BRIEF >>
Please print the records below exactly as they are.

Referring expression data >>
=======
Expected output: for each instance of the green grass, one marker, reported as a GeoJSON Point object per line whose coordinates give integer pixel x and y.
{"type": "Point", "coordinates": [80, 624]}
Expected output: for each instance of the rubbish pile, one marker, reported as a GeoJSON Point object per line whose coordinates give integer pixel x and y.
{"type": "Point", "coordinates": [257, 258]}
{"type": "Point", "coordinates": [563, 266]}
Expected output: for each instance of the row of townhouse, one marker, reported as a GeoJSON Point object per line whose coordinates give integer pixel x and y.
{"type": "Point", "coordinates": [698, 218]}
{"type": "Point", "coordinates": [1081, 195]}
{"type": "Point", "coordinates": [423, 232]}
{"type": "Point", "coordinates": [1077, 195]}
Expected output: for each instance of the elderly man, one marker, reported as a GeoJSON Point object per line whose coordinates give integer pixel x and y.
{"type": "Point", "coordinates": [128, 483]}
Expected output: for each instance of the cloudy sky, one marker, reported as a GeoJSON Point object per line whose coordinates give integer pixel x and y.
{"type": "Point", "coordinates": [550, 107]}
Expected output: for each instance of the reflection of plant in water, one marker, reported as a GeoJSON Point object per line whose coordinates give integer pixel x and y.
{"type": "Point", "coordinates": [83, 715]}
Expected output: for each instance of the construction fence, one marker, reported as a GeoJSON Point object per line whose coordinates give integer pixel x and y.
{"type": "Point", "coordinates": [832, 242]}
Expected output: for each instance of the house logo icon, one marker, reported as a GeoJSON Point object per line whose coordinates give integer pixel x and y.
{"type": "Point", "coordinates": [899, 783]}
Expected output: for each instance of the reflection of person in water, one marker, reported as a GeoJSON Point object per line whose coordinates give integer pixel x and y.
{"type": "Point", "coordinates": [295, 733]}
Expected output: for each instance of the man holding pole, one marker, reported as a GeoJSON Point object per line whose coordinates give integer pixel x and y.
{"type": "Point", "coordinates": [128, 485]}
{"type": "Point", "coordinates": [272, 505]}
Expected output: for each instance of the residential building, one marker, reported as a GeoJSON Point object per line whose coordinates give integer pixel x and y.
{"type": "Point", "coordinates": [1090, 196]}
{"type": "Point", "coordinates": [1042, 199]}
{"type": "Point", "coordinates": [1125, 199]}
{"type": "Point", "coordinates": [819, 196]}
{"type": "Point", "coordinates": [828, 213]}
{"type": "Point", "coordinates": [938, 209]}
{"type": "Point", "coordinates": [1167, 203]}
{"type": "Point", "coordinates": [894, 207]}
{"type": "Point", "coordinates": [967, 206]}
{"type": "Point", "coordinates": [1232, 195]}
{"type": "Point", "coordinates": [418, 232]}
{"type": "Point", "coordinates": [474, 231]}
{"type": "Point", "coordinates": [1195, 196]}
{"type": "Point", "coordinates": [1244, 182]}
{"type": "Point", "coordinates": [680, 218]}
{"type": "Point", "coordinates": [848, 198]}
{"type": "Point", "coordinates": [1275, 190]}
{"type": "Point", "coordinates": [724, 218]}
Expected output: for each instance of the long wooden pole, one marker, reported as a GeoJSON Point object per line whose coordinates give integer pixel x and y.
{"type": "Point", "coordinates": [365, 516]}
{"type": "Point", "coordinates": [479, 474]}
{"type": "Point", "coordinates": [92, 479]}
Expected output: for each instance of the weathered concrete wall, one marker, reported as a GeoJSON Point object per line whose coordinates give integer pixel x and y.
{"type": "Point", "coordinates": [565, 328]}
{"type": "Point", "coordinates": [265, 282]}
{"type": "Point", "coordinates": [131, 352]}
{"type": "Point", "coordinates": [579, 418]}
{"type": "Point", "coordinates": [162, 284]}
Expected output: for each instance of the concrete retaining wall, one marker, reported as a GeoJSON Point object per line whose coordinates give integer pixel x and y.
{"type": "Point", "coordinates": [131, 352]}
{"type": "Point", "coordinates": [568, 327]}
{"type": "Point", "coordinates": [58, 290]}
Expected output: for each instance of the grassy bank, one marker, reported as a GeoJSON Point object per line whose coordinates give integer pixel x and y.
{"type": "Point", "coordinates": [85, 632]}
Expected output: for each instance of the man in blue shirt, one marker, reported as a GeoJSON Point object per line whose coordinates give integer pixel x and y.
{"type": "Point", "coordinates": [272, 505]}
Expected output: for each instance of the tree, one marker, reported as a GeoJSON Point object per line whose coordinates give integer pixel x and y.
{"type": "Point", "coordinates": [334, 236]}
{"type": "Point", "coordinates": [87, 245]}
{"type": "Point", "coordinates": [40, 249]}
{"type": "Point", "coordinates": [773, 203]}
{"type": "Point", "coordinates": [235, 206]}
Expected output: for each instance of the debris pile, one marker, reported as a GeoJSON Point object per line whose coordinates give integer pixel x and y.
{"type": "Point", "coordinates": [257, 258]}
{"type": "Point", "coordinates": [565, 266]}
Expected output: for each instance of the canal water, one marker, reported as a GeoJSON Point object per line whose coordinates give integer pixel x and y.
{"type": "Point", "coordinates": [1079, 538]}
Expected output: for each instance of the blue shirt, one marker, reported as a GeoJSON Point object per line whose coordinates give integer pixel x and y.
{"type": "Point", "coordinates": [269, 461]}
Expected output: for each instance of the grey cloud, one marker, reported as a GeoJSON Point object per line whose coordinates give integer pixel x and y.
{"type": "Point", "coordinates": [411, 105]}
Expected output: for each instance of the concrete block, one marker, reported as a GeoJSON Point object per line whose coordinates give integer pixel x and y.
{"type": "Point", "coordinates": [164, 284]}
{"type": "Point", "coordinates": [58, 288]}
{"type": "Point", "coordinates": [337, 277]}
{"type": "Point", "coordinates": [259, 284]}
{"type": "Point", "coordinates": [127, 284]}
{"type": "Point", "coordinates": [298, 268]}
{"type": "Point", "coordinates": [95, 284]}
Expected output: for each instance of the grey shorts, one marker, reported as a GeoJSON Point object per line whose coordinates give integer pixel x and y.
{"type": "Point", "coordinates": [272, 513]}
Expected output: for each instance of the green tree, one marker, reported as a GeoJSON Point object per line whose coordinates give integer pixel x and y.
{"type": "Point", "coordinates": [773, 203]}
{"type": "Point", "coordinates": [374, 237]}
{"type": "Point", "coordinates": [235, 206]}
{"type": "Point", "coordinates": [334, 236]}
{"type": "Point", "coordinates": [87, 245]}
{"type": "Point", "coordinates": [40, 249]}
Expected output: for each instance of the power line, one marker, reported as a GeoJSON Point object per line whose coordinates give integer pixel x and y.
=======
SOLUTION >>
Expected output: for each instance of the green grass, one marker, reported as a GeoJSON Point object per line whose coordinates give integer pixel x and y.
{"type": "Point", "coordinates": [80, 624]}
Expected output: for each instance of the rubbish pile, one marker, reported as a GeoJSON Point object per line whose coordinates give integer pixel x and y.
{"type": "Point", "coordinates": [257, 258]}
{"type": "Point", "coordinates": [563, 266]}
Expected output: for each instance of the row of townhouse, one marker, reported as a GeoJSON Point object per line whose coordinates give integer pixel x and y.
{"type": "Point", "coordinates": [698, 218]}
{"type": "Point", "coordinates": [1081, 195]}
{"type": "Point", "coordinates": [423, 232]}
{"type": "Point", "coordinates": [1077, 195]}
Expected output: for each instance of the elderly man, one marker, reported as a GeoJSON Point object per line whose coordinates give integer pixel x and y.
{"type": "Point", "coordinates": [128, 483]}
Expected output: for each instance of the cloudy sky, one marker, reported as a GeoJSON Point object per line whose coordinates give integer pixel x and y.
{"type": "Point", "coordinates": [550, 107]}
Expected output: for each instance of the reflection of plant in water, one marker, reported as a GeoJSON Point object per line whose coordinates give integer pixel x and y.
{"type": "Point", "coordinates": [83, 715]}
Expected output: for each instance of the construction fence, one marker, reported as a GeoJSON Point object per line whose coordinates give integer pixel x and y.
{"type": "Point", "coordinates": [832, 242]}
Expected output: for each instance of the house logo icon, one marker, reported as a GeoJSON Point object per line whose coordinates give integer pixel x and y.
{"type": "Point", "coordinates": [899, 783]}
Expected output: for each instance of the reflection of person in water, one marker, reported as a GeoJSON Point object per line whose coordinates give integer pixel x and y.
{"type": "Point", "coordinates": [295, 733]}
Expected output: for each instance of the man holding pole, one marker, reported as a GeoJSON Point object per line whose coordinates give integer pixel x and y.
{"type": "Point", "coordinates": [128, 485]}
{"type": "Point", "coordinates": [272, 505]}
Expected output: for each instance of the residential building, one marker, reported as a GeoJSON Point object per line whose coordinates give integer pixel x and y.
{"type": "Point", "coordinates": [1090, 196]}
{"type": "Point", "coordinates": [1042, 199]}
{"type": "Point", "coordinates": [1125, 199]}
{"type": "Point", "coordinates": [819, 196]}
{"type": "Point", "coordinates": [828, 213]}
{"type": "Point", "coordinates": [938, 209]}
{"type": "Point", "coordinates": [1167, 203]}
{"type": "Point", "coordinates": [894, 207]}
{"type": "Point", "coordinates": [967, 206]}
{"type": "Point", "coordinates": [1232, 195]}
{"type": "Point", "coordinates": [418, 232]}
{"type": "Point", "coordinates": [474, 231]}
{"type": "Point", "coordinates": [1195, 196]}
{"type": "Point", "coordinates": [1244, 182]}
{"type": "Point", "coordinates": [680, 218]}
{"type": "Point", "coordinates": [848, 198]}
{"type": "Point", "coordinates": [1275, 190]}
{"type": "Point", "coordinates": [724, 218]}
Expected output: for each instance of the long wooden pole, one marker, reported as a GeoJSON Point object per line whose coordinates give integer pixel x and y.
{"type": "Point", "coordinates": [365, 516]}
{"type": "Point", "coordinates": [479, 474]}
{"type": "Point", "coordinates": [92, 479]}
Expected output: for each instance of the weathered concrete wall, one marker, reported as a GeoJSON Point object per line whose coordinates give integer pixel x and y.
{"type": "Point", "coordinates": [565, 328]}
{"type": "Point", "coordinates": [265, 282]}
{"type": "Point", "coordinates": [131, 352]}
{"type": "Point", "coordinates": [579, 418]}
{"type": "Point", "coordinates": [162, 284]}
Expected output: for each instance of the concrete retaining wall, one marker, reported as a GeoJSON Point object per line whose coordinates give integer pixel x and y.
{"type": "Point", "coordinates": [131, 352]}
{"type": "Point", "coordinates": [568, 327]}
{"type": "Point", "coordinates": [58, 290]}
Expected output: for each instance of the grassy bank, one marker, reported as a GeoJSON Point object per line whose coordinates give integer pixel x and y.
{"type": "Point", "coordinates": [85, 632]}
Expected output: for each instance of the man in blue shirt, one marker, reported as a GeoJSON Point object per line whose coordinates give integer pixel x and y.
{"type": "Point", "coordinates": [272, 505]}
Expected output: for each instance of the tree, one marker, reported as a GeoJSON Point object per line whose coordinates give integer pixel x and y.
{"type": "Point", "coordinates": [334, 236]}
{"type": "Point", "coordinates": [87, 245]}
{"type": "Point", "coordinates": [40, 249]}
{"type": "Point", "coordinates": [773, 203]}
{"type": "Point", "coordinates": [235, 206]}
Expected output: for each instance of the debris pile, one marker, reported as a GeoJSON Point object per line whose coordinates give integer pixel x and y.
{"type": "Point", "coordinates": [257, 258]}
{"type": "Point", "coordinates": [565, 266]}
Expected output: for each instance of the canal water, one marker, reported as a GeoJSON Point object per line whose coordinates give integer pixel x and y.
{"type": "Point", "coordinates": [1079, 538]}
Expected output: for each instance of the blue shirt, one marker, reported as a GeoJSON Point object per line whose coordinates give integer pixel x and y.
{"type": "Point", "coordinates": [269, 461]}
Expected output: for each instance of the grey cloud, one marker, reported as a GeoJSON Point object per line whose coordinates give integer pixel x and y.
{"type": "Point", "coordinates": [411, 105]}
Expected output: for each instance of the concrete block, one marker, reported as a GeoJSON Point object per line whose coordinates give integer pixel x and y.
{"type": "Point", "coordinates": [164, 284]}
{"type": "Point", "coordinates": [58, 288]}
{"type": "Point", "coordinates": [337, 277]}
{"type": "Point", "coordinates": [259, 284]}
{"type": "Point", "coordinates": [127, 284]}
{"type": "Point", "coordinates": [298, 268]}
{"type": "Point", "coordinates": [95, 284]}
Expected output: for each instance of the grey shorts, one marker, reported as a GeoJSON Point object per line whose coordinates give integer pixel x and y.
{"type": "Point", "coordinates": [272, 513]}
Expected output: for each instance of the green tree, one marker, reported as a GeoJSON Point object per line whose coordinates give integer pixel x and y.
{"type": "Point", "coordinates": [773, 203]}
{"type": "Point", "coordinates": [374, 237]}
{"type": "Point", "coordinates": [235, 206]}
{"type": "Point", "coordinates": [334, 236]}
{"type": "Point", "coordinates": [87, 245]}
{"type": "Point", "coordinates": [40, 249]}
Expected output: for each instance of the power line, one marker, reported as a GeoJSON Point object per line whose coordinates give integer pixel x and y.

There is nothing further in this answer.